- _Task objective_
Repeat the records below verbatim.

- _Data section_
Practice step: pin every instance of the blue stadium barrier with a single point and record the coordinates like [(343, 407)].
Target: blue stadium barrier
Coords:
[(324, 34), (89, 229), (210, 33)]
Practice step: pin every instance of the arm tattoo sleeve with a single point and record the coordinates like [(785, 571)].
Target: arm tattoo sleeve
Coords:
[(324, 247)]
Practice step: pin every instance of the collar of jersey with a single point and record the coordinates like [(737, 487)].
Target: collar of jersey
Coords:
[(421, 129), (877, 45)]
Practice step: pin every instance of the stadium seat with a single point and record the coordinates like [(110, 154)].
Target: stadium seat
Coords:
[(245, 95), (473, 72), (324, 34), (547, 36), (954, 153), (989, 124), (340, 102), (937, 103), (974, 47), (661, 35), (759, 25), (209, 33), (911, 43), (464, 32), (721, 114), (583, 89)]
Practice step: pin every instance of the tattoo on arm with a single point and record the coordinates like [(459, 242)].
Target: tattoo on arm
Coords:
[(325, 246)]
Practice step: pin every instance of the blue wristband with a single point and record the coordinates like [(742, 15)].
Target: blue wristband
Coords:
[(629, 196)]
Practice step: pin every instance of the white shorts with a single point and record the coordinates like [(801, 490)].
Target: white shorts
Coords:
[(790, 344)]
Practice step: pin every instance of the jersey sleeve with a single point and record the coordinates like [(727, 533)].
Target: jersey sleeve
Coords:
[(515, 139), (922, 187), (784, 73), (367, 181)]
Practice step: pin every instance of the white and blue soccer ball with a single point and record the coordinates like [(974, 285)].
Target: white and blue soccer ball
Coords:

- _Solution for this task_
Practice step: pin every instance of the blue stadium barrier with a single point and record the coordinates like [(343, 407)].
Target: blue stadium barrier
Coords:
[(324, 34), (89, 229), (210, 33)]
Practice step: pin every instance of the arm tattoo sleeve with a single point and record the coordinates like [(785, 571)].
Target: arm tattoo sleeve
Coords:
[(324, 247)]
Practice step: pin every instance of the collar of jersey with a single point and record the coordinates like [(737, 487)].
Target: collar of jersey
Coords:
[(421, 129), (877, 45)]
Practice step: pin every instance of the stadium seat with a single point and record the coordinates like [(110, 154)].
Target: stadium seat
Coords:
[(245, 95), (473, 72), (324, 34), (547, 36), (954, 153), (989, 124), (340, 102), (937, 103), (974, 47), (661, 35), (759, 25), (209, 33), (911, 43), (464, 32), (721, 114), (583, 89)]
Practice step: pin every instance of the tattoo on arm with a single point and record the coordinates like [(459, 242)].
Target: tattoo on arm
Coords:
[(325, 246)]
Practice step: pin every instance of the blue wristband with a single point and record the coordinates like [(742, 15)].
Target: blue wristband
Coords:
[(629, 196)]
Practice step: pin every instance of the white shorts with a single point and record the coordinates like [(801, 490)].
Target: white shorts
Coords:
[(790, 344)]
Practice step: pin every instance of the jersey sleeve with a single point and record the coordinates like [(727, 533)].
Target: jersey sleeve
Coords:
[(515, 139), (922, 187), (784, 73), (367, 181)]
Practice step: pin every instance of the white and blue soccer ball with a single point and record the coordinates like [(974, 285)].
Target: white and blue soccer ball
Coords:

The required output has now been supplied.